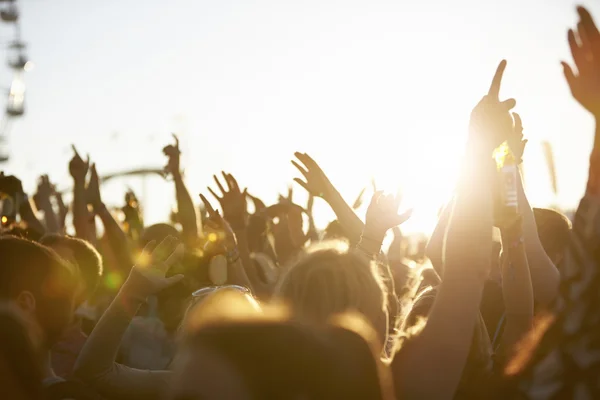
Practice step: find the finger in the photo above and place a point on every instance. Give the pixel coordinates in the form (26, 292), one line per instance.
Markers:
(300, 168)
(304, 185)
(398, 199)
(207, 206)
(569, 75)
(575, 49)
(148, 249)
(233, 183)
(170, 281)
(218, 184)
(174, 257)
(214, 195)
(163, 251)
(508, 104)
(583, 39)
(227, 182)
(494, 91)
(405, 216)
(588, 22)
(75, 151)
(518, 123)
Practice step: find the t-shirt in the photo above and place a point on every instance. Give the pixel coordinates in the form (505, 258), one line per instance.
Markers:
(57, 388)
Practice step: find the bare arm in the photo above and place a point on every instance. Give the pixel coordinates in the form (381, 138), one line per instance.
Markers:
(516, 289)
(431, 366)
(185, 206)
(318, 185)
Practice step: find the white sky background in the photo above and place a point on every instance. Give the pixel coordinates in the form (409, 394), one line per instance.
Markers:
(367, 87)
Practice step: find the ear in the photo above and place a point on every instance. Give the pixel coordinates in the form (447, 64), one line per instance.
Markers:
(26, 302)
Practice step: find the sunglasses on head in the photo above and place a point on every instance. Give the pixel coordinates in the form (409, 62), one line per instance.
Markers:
(211, 289)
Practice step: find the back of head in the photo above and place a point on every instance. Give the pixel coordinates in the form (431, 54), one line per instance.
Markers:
(331, 279)
(80, 253)
(157, 232)
(554, 230)
(278, 360)
(20, 361)
(39, 282)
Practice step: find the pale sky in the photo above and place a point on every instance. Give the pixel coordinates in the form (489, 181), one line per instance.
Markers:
(367, 87)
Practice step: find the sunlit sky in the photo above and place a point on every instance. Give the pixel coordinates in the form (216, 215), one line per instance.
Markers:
(367, 87)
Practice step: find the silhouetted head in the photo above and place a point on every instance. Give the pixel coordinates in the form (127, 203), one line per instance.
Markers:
(39, 283)
(157, 232)
(20, 358)
(554, 230)
(81, 254)
(329, 279)
(277, 360)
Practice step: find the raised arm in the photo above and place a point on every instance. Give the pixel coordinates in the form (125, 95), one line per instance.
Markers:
(185, 206)
(117, 239)
(545, 277)
(81, 216)
(516, 286)
(43, 202)
(431, 365)
(236, 269)
(317, 184)
(96, 364)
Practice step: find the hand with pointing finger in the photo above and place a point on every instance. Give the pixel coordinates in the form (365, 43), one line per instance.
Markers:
(315, 181)
(149, 275)
(491, 122)
(585, 48)
(382, 215)
(233, 201)
(515, 139)
(77, 167)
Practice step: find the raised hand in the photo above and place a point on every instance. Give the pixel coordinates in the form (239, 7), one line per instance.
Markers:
(315, 181)
(585, 48)
(77, 167)
(491, 122)
(233, 201)
(153, 265)
(515, 140)
(10, 185)
(382, 215)
(93, 190)
(217, 223)
(44, 193)
(173, 153)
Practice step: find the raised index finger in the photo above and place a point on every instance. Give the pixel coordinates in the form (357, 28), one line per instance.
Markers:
(494, 91)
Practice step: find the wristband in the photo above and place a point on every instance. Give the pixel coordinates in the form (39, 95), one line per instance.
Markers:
(232, 256)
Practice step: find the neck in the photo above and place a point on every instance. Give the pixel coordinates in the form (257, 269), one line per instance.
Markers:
(47, 370)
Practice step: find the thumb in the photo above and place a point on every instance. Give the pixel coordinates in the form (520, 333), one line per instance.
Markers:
(170, 281)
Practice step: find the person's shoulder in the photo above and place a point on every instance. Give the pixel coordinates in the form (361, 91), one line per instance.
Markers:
(61, 389)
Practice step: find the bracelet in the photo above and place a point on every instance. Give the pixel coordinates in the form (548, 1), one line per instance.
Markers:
(362, 237)
(367, 253)
(517, 243)
(232, 256)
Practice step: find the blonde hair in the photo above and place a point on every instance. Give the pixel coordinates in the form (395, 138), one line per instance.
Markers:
(328, 279)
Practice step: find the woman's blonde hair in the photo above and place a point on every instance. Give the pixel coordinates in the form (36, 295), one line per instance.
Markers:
(329, 279)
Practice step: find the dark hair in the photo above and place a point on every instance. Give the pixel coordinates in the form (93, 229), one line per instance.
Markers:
(280, 360)
(157, 232)
(20, 365)
(87, 258)
(23, 233)
(554, 230)
(28, 266)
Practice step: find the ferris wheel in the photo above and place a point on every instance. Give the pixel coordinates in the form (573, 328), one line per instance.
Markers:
(19, 63)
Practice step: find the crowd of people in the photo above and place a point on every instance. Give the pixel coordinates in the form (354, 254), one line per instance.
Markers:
(248, 301)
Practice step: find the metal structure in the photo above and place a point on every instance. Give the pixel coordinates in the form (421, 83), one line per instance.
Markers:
(19, 63)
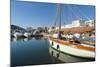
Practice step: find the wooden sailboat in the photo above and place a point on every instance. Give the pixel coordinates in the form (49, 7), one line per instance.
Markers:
(72, 47)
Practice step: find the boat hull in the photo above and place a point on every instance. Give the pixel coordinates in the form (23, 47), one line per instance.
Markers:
(72, 51)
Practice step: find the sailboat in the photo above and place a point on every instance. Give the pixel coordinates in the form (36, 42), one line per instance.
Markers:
(70, 46)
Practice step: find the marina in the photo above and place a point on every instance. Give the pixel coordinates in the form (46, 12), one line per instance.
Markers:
(52, 33)
(37, 51)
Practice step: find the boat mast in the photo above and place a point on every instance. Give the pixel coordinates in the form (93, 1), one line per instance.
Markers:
(59, 20)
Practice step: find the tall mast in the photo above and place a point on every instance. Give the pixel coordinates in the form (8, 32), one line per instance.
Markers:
(59, 19)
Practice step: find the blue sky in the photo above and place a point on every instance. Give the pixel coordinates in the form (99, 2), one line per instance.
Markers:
(36, 14)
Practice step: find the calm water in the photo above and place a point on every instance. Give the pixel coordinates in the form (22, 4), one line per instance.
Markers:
(36, 51)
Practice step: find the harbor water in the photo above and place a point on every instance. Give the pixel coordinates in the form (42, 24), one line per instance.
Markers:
(36, 51)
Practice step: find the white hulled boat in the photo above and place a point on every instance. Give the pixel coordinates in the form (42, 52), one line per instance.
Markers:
(18, 34)
(26, 34)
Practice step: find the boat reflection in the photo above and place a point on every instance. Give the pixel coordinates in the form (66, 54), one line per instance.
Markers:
(26, 39)
(66, 57)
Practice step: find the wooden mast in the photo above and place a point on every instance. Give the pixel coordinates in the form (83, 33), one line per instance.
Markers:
(59, 20)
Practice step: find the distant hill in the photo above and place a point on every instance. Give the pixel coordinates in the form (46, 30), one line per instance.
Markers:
(14, 27)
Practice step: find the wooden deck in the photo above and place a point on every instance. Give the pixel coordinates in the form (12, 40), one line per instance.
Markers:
(71, 44)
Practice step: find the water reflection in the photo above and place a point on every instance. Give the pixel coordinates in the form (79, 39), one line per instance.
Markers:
(66, 57)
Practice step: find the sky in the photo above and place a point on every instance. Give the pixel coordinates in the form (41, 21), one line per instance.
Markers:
(37, 14)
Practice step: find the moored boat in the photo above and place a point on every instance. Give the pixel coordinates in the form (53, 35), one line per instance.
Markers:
(73, 48)
(70, 46)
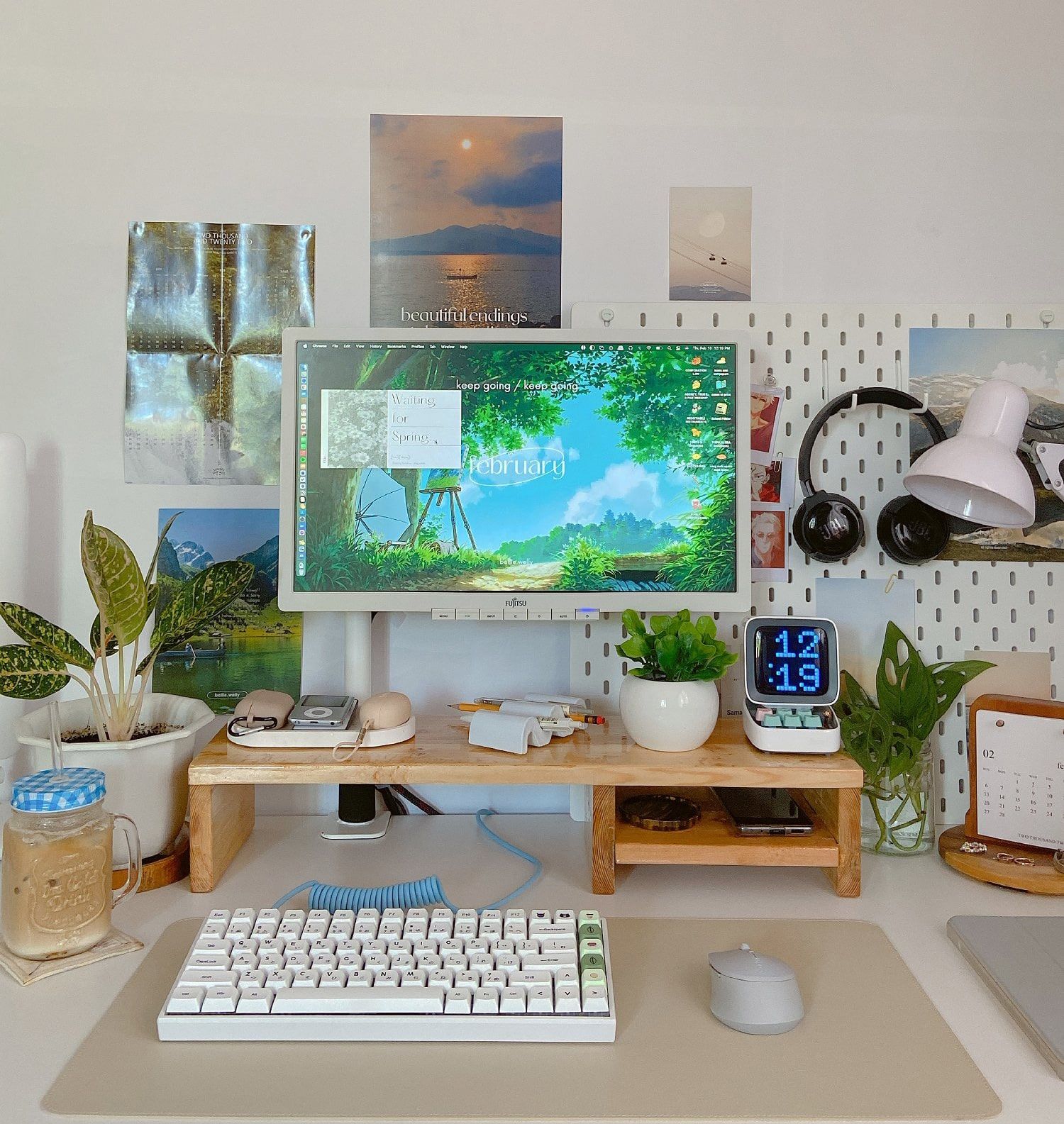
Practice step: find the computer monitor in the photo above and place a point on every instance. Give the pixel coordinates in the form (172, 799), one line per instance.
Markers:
(495, 474)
----------------------------------------
Change "Practice step" to "Warm-up task" everywhere in the lines above and write the lines out again with nothing else altered. Leave out the pictures.

| Reply to the exercise |
Warm-up task: find the finger in the photo above and place a point on every instance. Give the pixel coordinates in the form (26, 292), one line per instance.
Markers:
(300, 168)
(304, 185)
(398, 199)
(207, 206)
(569, 75)
(575, 49)
(148, 249)
(233, 183)
(170, 281)
(218, 184)
(174, 257)
(214, 195)
(163, 251)
(508, 104)
(583, 39)
(227, 182)
(494, 91)
(405, 216)
(588, 22)
(75, 151)
(518, 123)
Warm-up task: find the t-shirt in the photo above and place a point on every instance. Give the pixel coordinates in the form (505, 258), one line per instance.
Markers:
(57, 388)
Warm-up task: find the bare arm in the photo above and place a point on every instance. Give the pixel coordinates in the form (381, 138), one line per instance.
Markers:
(516, 289)
(431, 366)
(185, 206)
(318, 185)
Warm-up task: find the white sky background in the photo above and place a point on every instance. Give the pixel coordinates in the form (409, 394), one line per instance.
Markers:
(367, 87)
Warm-up task: find the ear in the photo above and place a point on every instance. Give the pixel coordinates in the form (447, 64), one line per instance.
Markers:
(26, 302)
Warm-up task: find the sunglasses on head in the photo above and place a point on every instance. Give the pixel coordinates in the form (409, 62), one line per instance.
Markers:
(211, 289)
Warm-up task: find the back of head in the photo above and place a point on every instance. Give the pixel coordinates in the form (431, 54), one line per instance.
Markers:
(331, 279)
(80, 253)
(157, 232)
(554, 230)
(278, 360)
(20, 361)
(39, 282)
Warm-up task: find the pale sky in the photo above and place a point on every instance. Give the pixel coordinates in the form (489, 181), one line per instance.
Markers:
(367, 87)
Warm-up task: find the sunlit sky in the photo above and place a point on every instance. Give the pixel coordinates in the form (216, 215), one line per instance.
Markers:
(367, 87)
Warm-up task: find the silhouetted head in the photo above and place a point on every instance. Give the pixel coordinates in the form (127, 203), one line per instance.
Markers:
(39, 283)
(157, 232)
(20, 358)
(554, 230)
(81, 254)
(329, 279)
(277, 360)
Warm-up task: find the raised arm in the photo above and place a point on every instance. Give the pixel coordinates in the form (125, 95), one line per instance.
Markers:
(185, 206)
(117, 239)
(545, 277)
(81, 216)
(516, 286)
(43, 202)
(431, 365)
(236, 269)
(317, 184)
(96, 364)
Warm-up task: find the hand with pointing finger in the photo above and place a point on every instance. Give the pixel coordinates in the form (365, 43), one line per instance.
Markers:
(315, 181)
(149, 275)
(491, 122)
(585, 48)
(382, 215)
(233, 201)
(515, 139)
(77, 167)
Warm-up task: find the raised hand in the photo above and place a point on every instance. Give the pixel coordinates in the form (239, 7), one line per instance.
Markers:
(315, 181)
(585, 48)
(77, 167)
(491, 122)
(233, 201)
(153, 265)
(515, 140)
(10, 185)
(382, 215)
(93, 190)
(217, 223)
(44, 193)
(173, 153)
Warm-up task: find the raised index finger in the photo above and place a point on every instance. Give the pixel coordinates in the form (357, 28), one line per instance.
Markers:
(494, 91)
Warm-up task: find the wristband in the photo above and place a point on every instance. Give the pixel coordinates in the form (39, 95), one line per instance.
Markers:
(232, 256)
Warm-up task: find the neck in the photo above and place a point on every instance. Give the pixel coordinates in the form (257, 269), one line per instance.
Markers:
(47, 370)
Warm-up task: find the thumb in the photo above and place a point on every instance. Give the pixel coordinates in the form (520, 333), one line per instance.
Markers:
(170, 281)
Warm-up task: find the person's shoulder in the photo above and place a point on every instance. Give the pixel coordinates in the form (361, 91), one line per instance.
Markers:
(61, 389)
Warm-up task: find the bracelet in the photo above and place a point on every instance. Give the pixel coordinates in the form (548, 1), one line per instance.
Markers:
(362, 237)
(367, 253)
(517, 243)
(232, 256)
Warm-up task: find the blonde hair in the photo above and place a point on every instance. Give the pixel coordinates in the form (395, 138), one line per instance.
Markers:
(328, 279)
Warm-up task: find the woman's blonde hair in the photo above and place a point on every instance. Give the pixel coordinates in the form (36, 295), one line per instance.
Markers:
(329, 279)
Warm-up task: find the dark hair in the photo above and place a point on every instance. Give the pixel coordinates in the form (93, 229), one line per instance.
Markers:
(280, 360)
(157, 232)
(20, 365)
(87, 258)
(23, 233)
(554, 230)
(28, 266)
Warm-up task: find the ferris wheel in the photo above and place a point on every instance. Give the pixel coordinates in the form (573, 328), one line per instance.
Markers:
(19, 63)
Warm-up task: find the crowd of people in the photo above and place a point on every instance. Give the pixel coordinates in the form (354, 254), one line per instance.
Markers:
(248, 301)
Warm-up task: find the metal structure in the photo above and place a point on every instance. Give the pixel coordinates in the form (421, 83), one line per instance.
Markers:
(19, 63)
Warm-up task: find the wooden sailboat in the photo above and place a point on every instance. Give the pixel coordinates in the form (49, 7), one line per instance.
Markers:
(72, 47)
Warm-up task: find the boat hull in the photo above and place a point on every instance. Give the pixel coordinates in the form (23, 47), one line per instance.
Markers:
(72, 51)
Warm-up task: find the sailboat in the photo above and place a point on every instance. Give the pixel coordinates in the form (36, 42), one line per instance.
Markers:
(70, 46)
Warm-up task: find the marina in the photo above and place a point on every instance. Give the pixel coordinates in the form (46, 12), one line per instance.
Markers:
(52, 33)
(37, 51)
Warm-up task: find the boat mast in the photo above and place a point on every instance. Give the pixel coordinates in the form (93, 1), one line per instance.
Markers:
(59, 20)
Warm-up task: find the tall mast in the photo above and place a point on every instance. Give the pixel coordinates in the form (8, 32), one line per instance.
Markers:
(59, 19)
Warm-up task: find the blue sky in the photo above and place a point on every instance. Give the pixel coordinates in the form (99, 2), one line per instance.
Markers:
(36, 14)
Warm-up task: find the calm water in the photo above and place a point on every instance. Give the pixel coordinates in the form (22, 4), one line per instance.
Markers:
(36, 51)
Warm-up task: find the harbor water in the photo above and place a point on every instance. Give the pixel coordinates in the form (42, 24), one line per instance.
Markers:
(36, 51)
Warm-up task: find the white hulled boat in the photo above and place a point on every instance. Give the pixel coordinates in the form (42, 52), one line per instance.
Markers:
(18, 34)
(26, 34)
Warm-up task: find the boat reflection in the photo above and place a point on every instance. Give the pixel coordinates in the form (66, 54), one line per instance.
Markers:
(26, 39)
(66, 57)
Warm-up task: find the wooden mast in the photo above and place a point on every instance. Give the pixel coordinates in the form (83, 33), one line per instance.
Markers:
(59, 20)
Warm-up task: find the distant hill in the photo above and place a point on every instance. Give the pixel coordinates in the form (46, 30), one line per instance.
Markers:
(14, 27)
Warm-up task: find the wooden deck in the photo above and place a point on every instance. Give the pixel coordinates in the form (12, 40), one line per instance.
Markers:
(71, 44)
Warm-up task: find the water reflection in the photo above and place a point on every instance. Give the pixel coordinates in the form (79, 39), one line per instance.
Markers:
(66, 57)
Warm-up task: find the sky in the photo above and place a point on every instance. Give the pixel coordinates in the form (41, 21), one line per instance.
Markers:
(37, 14)
Warm-up task: find the moored boat in the photo above and place a point on every instance. Give the pixel coordinates in the form (53, 35), one line per instance.
Markers:
(73, 48)
(70, 46)
Warm-up task: find the computer monitor in the photo above and place a point on every instance. Give the pixel coordinates in the form (172, 799), one line per instance.
Markers:
(495, 474)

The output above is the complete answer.